## Begin TEXT TO READ

291021 – Morning Pages

A lazy morning page post. Despite spending an hour or so on this, I dont have a lot to write. Sigh!

7:08. Home. Finally here after a week or so.

The highlight of yesterday would be that I was on a set. And the epiphany, the realization that I love love love being on a set. It is where I feel alive. It is where I am the most engaged. I may be good with content, writing, etc, but I really really love being on a live set – an event, a film, a play. Something where people get together to deliver something that would make the world lose a sense of time and misery that they are typically engulfed in! I have to find a way to be on more sets more often!

Lemme dive into the journal. I dont know what to write the journal allows me to think in a structured manner. Here’s the journal.

  1. Emoticon: :|.
  2. Mindful Index (on a scale of 10): 0. Again, I am unable to focus on anything for more than a few seconds. That too has become a task. I think once this madness is over, I would work on this. If it requires me to take drastic steps, will do so.
  3. Things that I am grateful for
    1. I have a home to come back to where I can be myself. A place where I can sprawl on the bed, make a mess and sleep wherever I want to and there is no one who’d bug me. This concept of personal space is very very important. It’s been a few years since I have had a good one. I need to work towards getting to it again. At least right now, I am grateful that my parents worked hard to get this place.
    2. Music. Not mine. But in general. I find great solace in music. When I am mindfucked, music is one of those things that I can escape to. Like right now, I am listening to this one. The other thing that I lean on when I am mindfucked is driving. Need to be able to get a car.
  4. Things that would make my today great
    1. If I can finish some of the open tasks, especially for the clients that pay me, it would be great.
    2. If I can avoid food till 4 PM, it would be great. I am home and it would be tough to do so. Let’s see. The good part is that I will definitely be able to avoid Coke and Coffee. So that should be great.
  5. A daily affirmation.

## End TEXT TO READ
## Begin RECORDS SUPPLIED

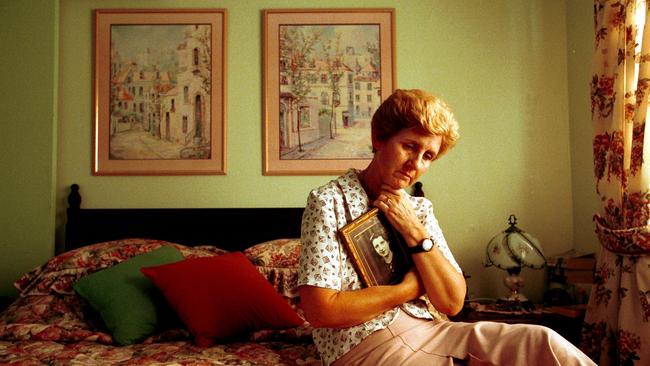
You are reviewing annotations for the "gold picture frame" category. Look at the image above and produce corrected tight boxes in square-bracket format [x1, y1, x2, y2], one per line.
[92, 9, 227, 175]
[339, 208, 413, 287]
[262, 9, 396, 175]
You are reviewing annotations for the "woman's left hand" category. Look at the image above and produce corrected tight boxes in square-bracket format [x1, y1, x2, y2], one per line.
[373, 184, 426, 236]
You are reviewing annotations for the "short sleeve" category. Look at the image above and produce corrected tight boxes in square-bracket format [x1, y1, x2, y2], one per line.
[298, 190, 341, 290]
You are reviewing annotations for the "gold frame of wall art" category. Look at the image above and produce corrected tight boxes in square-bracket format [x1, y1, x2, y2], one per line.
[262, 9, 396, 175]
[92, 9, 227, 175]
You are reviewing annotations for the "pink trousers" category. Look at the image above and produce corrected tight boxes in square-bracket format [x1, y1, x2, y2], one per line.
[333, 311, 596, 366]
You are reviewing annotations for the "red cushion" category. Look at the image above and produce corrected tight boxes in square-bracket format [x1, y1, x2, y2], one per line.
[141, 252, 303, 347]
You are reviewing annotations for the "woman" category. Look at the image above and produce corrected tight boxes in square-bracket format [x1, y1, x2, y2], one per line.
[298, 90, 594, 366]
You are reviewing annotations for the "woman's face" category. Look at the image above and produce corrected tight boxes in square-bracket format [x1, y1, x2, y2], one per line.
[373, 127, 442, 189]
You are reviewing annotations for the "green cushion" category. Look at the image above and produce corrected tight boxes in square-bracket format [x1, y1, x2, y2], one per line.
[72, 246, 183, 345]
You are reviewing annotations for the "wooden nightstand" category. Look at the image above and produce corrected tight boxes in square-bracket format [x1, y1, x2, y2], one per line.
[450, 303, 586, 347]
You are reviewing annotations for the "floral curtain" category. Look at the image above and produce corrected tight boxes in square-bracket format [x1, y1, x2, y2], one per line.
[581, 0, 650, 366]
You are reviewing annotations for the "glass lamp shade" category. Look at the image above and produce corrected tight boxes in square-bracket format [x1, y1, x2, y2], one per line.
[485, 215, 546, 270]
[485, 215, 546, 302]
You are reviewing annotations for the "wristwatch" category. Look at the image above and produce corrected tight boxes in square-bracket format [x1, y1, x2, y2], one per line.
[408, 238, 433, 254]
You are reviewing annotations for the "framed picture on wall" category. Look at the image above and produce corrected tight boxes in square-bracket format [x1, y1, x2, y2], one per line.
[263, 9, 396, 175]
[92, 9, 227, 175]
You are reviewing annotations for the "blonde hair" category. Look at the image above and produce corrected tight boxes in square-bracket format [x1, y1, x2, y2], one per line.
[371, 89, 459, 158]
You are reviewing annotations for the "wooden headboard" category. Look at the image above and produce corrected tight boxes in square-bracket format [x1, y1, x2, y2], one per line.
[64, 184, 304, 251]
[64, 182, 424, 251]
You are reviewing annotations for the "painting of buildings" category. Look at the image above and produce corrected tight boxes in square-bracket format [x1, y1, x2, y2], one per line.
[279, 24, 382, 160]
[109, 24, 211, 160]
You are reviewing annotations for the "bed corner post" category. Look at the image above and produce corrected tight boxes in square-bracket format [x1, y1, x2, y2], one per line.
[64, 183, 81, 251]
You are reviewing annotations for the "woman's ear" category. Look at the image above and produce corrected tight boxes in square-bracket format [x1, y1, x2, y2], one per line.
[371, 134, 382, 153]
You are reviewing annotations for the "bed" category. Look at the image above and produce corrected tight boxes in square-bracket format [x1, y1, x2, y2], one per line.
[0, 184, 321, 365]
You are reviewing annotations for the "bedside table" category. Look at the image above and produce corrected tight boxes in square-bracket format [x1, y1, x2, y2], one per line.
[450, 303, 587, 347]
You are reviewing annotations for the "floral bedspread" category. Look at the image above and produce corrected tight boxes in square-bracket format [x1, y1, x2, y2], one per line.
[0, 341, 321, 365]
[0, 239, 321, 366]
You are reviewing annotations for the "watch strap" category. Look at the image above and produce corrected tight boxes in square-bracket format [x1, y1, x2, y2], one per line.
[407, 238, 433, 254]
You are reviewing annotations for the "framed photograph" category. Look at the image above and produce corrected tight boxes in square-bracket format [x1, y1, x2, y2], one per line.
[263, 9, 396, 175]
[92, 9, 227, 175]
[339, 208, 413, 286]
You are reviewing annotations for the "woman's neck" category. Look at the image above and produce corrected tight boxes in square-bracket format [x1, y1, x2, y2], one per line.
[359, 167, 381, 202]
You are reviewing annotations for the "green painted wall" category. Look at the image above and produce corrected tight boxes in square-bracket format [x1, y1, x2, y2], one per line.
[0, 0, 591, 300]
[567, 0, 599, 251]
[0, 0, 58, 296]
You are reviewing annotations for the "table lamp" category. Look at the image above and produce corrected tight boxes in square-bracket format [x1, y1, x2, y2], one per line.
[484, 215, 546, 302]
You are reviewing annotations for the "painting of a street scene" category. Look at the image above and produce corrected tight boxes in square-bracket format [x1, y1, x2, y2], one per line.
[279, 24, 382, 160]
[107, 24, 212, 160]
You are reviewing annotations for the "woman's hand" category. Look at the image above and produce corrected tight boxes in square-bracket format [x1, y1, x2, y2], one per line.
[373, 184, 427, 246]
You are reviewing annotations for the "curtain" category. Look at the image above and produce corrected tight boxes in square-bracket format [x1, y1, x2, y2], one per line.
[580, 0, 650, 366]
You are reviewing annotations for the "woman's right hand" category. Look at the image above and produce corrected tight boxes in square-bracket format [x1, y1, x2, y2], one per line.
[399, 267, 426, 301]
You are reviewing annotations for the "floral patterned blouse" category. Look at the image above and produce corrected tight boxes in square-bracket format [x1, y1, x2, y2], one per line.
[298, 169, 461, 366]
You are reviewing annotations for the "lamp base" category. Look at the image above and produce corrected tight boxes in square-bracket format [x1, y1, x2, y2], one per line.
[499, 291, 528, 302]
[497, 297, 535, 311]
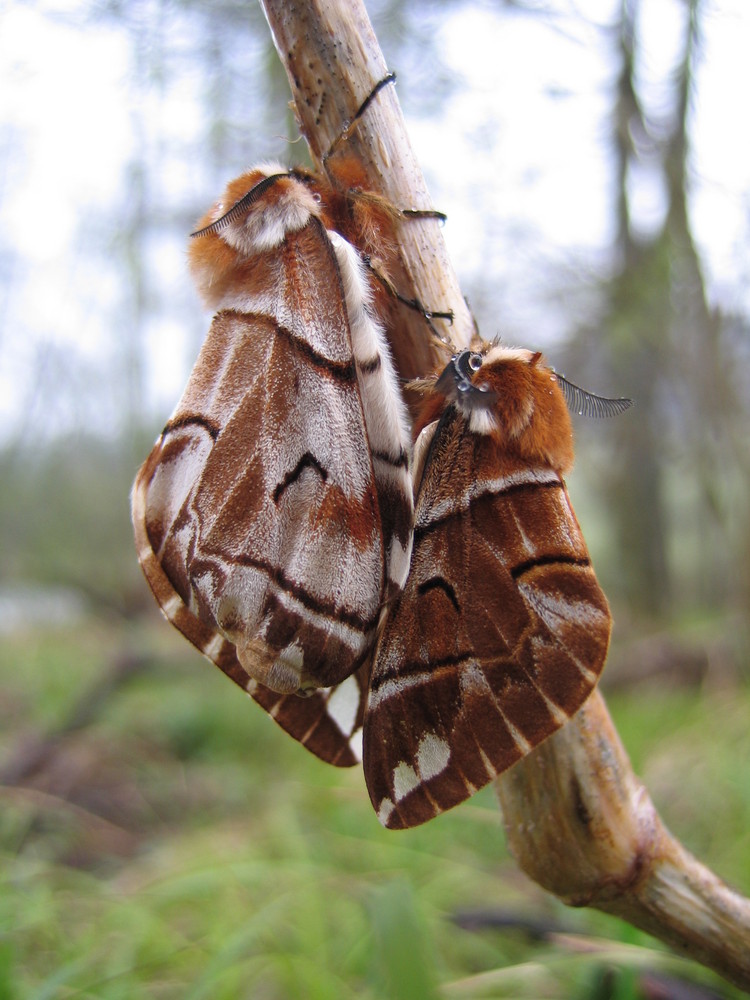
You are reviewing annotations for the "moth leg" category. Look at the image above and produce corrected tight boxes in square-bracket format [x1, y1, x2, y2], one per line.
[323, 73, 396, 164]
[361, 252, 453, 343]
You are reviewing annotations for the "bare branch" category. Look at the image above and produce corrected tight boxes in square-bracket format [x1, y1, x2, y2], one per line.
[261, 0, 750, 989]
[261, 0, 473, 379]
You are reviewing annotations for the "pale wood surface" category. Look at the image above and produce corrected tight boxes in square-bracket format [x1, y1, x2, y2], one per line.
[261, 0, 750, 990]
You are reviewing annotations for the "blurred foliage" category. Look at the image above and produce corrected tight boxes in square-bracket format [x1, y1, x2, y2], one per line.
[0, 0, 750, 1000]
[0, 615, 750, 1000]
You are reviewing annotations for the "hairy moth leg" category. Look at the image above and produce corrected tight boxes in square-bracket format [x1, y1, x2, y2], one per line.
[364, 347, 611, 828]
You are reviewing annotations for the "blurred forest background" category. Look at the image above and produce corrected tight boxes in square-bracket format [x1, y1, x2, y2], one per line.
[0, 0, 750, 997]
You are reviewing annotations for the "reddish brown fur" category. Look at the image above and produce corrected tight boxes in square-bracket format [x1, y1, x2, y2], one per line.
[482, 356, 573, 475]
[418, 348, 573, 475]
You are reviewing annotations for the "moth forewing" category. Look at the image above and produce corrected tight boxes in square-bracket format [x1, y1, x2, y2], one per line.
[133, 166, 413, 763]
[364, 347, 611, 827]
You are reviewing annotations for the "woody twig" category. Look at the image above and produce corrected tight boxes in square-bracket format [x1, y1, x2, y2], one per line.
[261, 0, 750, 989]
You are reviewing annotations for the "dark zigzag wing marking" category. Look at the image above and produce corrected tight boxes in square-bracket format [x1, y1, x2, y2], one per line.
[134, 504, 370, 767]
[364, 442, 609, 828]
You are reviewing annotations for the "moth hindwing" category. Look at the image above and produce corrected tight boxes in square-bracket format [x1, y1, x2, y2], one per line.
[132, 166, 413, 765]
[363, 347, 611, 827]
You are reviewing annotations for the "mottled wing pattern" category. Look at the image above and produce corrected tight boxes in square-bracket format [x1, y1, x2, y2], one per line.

## End RECORDS SUPPLIED

- [WHAT YOU WILL DO]
(1) Reproduce the part of the morning pages entry that opens with the words containing "291021 – Morning" and closes with "week or so.".
(2) What score does the writer give on the Mindful Index in the morning pages entry?

- [PER-TASK ANSWERS]
(1)
291021 – Morning Pages

A lazy morning page post. Despite spending an hour or so on this, I dont have a lot to write. Sigh!

7:08. Home. Finally here after a week or so.

(2) 0 on a scale of 10.